» Reading text:
........
An example power delivery network (PDN) to an integrated load using (a) an external and (b) an on-chip DC/DC converter
In addition, fully integrated converters are a key enabler for extensive granularization of voltage domains in today’s SoCs and processors [5, 6]. The central idea is simple: if every core or functional block of a SoC would be supplied a voltage that is just high enough to fulfill its task in a given time, independent of the rest of the SoC, then a substantial amount of energy can be saved [7]. Depending on the workload, a processor’s efficiency could be increased by as much as 21% if per-core dynamic voltage and frequency scaling (DVFS) is used [8]. Because this does mean that every granular block requires its own voltage domain and thus voltage regulator, realizing a high level of granularization is impractical with external converters.
By far the most popular type of POL converter is the buck converter. However, the lack of quality of integrated inductors has posed a serious problem for their full integration. To make things worse, this quality issue appears to be tied to the inductor’s small size and is thus fundamental in nature [9]. As a result, most inductive converter designs in the literature have opted for a system-in-package (SiP) rather than a SoC approach where the inductor is not integrated on the die itself, but made out of bondwires [10], extra back end of the line (BEOL) metal and/or magnetic layers [11], PCB tracks [12], or a surface-mount device (SMD), possibly mounted directly on the silicon [13].
........
» Extracted entries:
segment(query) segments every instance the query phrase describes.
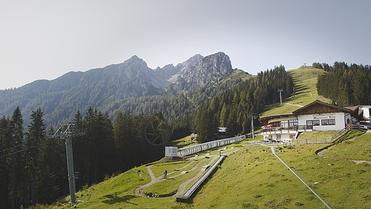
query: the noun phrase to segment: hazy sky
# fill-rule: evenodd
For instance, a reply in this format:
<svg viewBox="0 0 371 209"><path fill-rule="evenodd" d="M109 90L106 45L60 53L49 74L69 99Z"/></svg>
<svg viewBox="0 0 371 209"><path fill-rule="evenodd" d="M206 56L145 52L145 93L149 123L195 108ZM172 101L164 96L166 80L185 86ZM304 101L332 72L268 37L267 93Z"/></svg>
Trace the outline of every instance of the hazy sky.
<svg viewBox="0 0 371 209"><path fill-rule="evenodd" d="M251 74L371 63L371 1L0 1L0 89L137 55L151 68L227 54Z"/></svg>

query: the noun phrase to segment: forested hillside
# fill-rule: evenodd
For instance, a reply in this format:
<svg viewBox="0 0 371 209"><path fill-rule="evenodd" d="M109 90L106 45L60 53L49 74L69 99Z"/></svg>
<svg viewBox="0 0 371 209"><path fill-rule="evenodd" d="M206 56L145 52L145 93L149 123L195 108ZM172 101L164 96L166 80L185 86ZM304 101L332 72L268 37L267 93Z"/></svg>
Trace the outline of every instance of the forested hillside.
<svg viewBox="0 0 371 209"><path fill-rule="evenodd" d="M337 104L371 104L371 68L369 65L336 62L333 66L318 63L313 67L325 68L318 77L318 93Z"/></svg>

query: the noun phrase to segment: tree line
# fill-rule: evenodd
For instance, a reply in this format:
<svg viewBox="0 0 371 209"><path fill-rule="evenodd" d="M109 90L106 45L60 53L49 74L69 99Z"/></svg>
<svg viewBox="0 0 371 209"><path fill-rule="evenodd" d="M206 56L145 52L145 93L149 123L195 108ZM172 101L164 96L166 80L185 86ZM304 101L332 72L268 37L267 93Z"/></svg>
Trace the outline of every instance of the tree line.
<svg viewBox="0 0 371 209"><path fill-rule="evenodd" d="M230 137L250 132L251 118L248 115L259 114L265 105L279 102L278 89L283 90L283 99L290 96L292 86L292 78L283 65L258 73L196 109L189 116L190 130L201 142L215 139L219 127L227 127Z"/></svg>
<svg viewBox="0 0 371 209"><path fill-rule="evenodd" d="M331 99L337 104L371 104L370 65L348 65L344 62L336 62L329 69L326 73L318 76L319 94Z"/></svg>
<svg viewBox="0 0 371 209"><path fill-rule="evenodd" d="M19 107L11 117L0 118L0 208L49 203L69 192L65 141L49 137L55 130L47 132L40 108L31 116L26 132ZM72 123L87 131L72 139L77 190L164 156L162 141L146 140L146 134L157 134L152 127L168 127L160 112L118 111L111 121L90 107L84 116L77 111Z"/></svg>

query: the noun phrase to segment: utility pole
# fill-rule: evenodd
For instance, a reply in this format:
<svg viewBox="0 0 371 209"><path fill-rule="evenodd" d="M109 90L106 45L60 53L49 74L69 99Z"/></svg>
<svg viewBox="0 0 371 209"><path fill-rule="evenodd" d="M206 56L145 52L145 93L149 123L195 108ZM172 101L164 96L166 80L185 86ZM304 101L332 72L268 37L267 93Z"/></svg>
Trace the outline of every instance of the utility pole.
<svg viewBox="0 0 371 209"><path fill-rule="evenodd" d="M283 88L278 88L278 91L280 93L280 101L281 101L281 106L282 106L282 91L283 91Z"/></svg>
<svg viewBox="0 0 371 209"><path fill-rule="evenodd" d="M59 137L65 140L65 153L67 155L67 170L68 172L68 183L71 203L76 203L76 189L74 187L75 173L73 166L72 140L72 138L86 134L84 130L74 130L75 124L61 124L52 138Z"/></svg>
<svg viewBox="0 0 371 209"><path fill-rule="evenodd" d="M247 114L247 116L249 118L251 118L251 137L252 139L255 139L255 133L254 133L254 119L256 119L259 117L259 116L257 114Z"/></svg>

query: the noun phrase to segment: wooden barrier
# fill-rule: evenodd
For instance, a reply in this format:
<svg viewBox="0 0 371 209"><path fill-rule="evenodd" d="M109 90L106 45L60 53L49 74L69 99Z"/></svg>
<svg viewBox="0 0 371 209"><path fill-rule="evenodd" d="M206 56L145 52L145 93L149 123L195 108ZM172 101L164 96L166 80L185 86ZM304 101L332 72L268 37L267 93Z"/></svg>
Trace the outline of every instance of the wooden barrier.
........
» What is being asked:
In the text on integrated DC/DC converters, change "granularization" to "partitioning" in the passage that begins at the words "An example power" and stops after "with external converters.", then write out that passage. The listing was drawn from a separate source.

» Output of the task:
An example power delivery network (PDN) to an integrated load using (a) an external and (b) an on-chip DC/DC converter
In addition, fully integrated converters are a key enabler for extensive partitioning of voltage domains in today’s SoCs and processors [5, 6]. The central idea is simple: if every core or functional block of a SoC would be supplied a voltage that is just high enough to fulfill its task in a given time, independent of the rest of the SoC, then a substantial amount of energy can be saved [7]. Depending on the workload, a processor’s efficiency could be increased by as much as 21% if per-core dynamic voltage and frequency scaling (DVFS) is used [8]. Because this does mean that every granular block requires its own voltage domain and thus voltage regulator, realizing a high level of partitioning is impractical with external converters.